Work request.
Reduce the material below to its lines containing "house".

Data extracts.
※

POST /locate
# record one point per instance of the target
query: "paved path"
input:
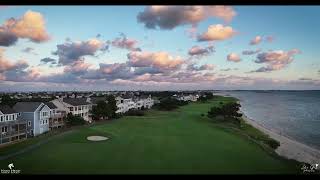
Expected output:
(33, 146)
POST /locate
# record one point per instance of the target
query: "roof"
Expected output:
(26, 106)
(51, 105)
(95, 100)
(5, 109)
(76, 101)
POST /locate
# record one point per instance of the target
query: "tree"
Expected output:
(112, 106)
(100, 111)
(226, 110)
(72, 120)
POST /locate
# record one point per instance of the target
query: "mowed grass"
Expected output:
(177, 142)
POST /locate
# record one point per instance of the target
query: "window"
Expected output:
(4, 129)
(44, 113)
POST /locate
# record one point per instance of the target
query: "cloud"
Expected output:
(233, 57)
(161, 60)
(217, 32)
(256, 40)
(7, 38)
(270, 39)
(77, 67)
(74, 51)
(48, 60)
(30, 26)
(251, 52)
(125, 43)
(12, 71)
(169, 17)
(275, 60)
(29, 50)
(199, 51)
(205, 67)
(305, 79)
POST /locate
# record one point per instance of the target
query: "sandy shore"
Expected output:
(289, 148)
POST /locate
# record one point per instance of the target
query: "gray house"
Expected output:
(12, 127)
(36, 114)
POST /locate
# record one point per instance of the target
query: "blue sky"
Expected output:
(292, 27)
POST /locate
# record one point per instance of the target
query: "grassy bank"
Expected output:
(161, 142)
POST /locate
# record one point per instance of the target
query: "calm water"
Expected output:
(295, 114)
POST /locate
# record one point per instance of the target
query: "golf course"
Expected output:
(181, 141)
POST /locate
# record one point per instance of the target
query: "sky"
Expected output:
(159, 47)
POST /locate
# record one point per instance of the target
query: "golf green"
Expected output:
(161, 142)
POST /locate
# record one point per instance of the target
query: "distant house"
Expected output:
(189, 97)
(76, 106)
(12, 127)
(36, 114)
(56, 116)
(126, 103)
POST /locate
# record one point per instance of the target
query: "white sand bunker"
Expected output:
(97, 138)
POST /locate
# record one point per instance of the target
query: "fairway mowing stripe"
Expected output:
(33, 146)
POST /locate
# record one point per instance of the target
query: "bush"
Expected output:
(134, 113)
(273, 143)
(72, 120)
(168, 104)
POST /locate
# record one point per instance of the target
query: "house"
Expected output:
(12, 127)
(76, 106)
(56, 116)
(124, 104)
(36, 114)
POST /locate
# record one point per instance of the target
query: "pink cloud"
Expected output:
(233, 57)
(160, 60)
(256, 40)
(169, 17)
(30, 26)
(217, 32)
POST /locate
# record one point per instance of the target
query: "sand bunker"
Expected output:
(97, 138)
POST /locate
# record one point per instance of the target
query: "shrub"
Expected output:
(72, 120)
(273, 143)
(134, 113)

※

Exercise answer.
query: "gray house"
query: "distant house"
query: "house"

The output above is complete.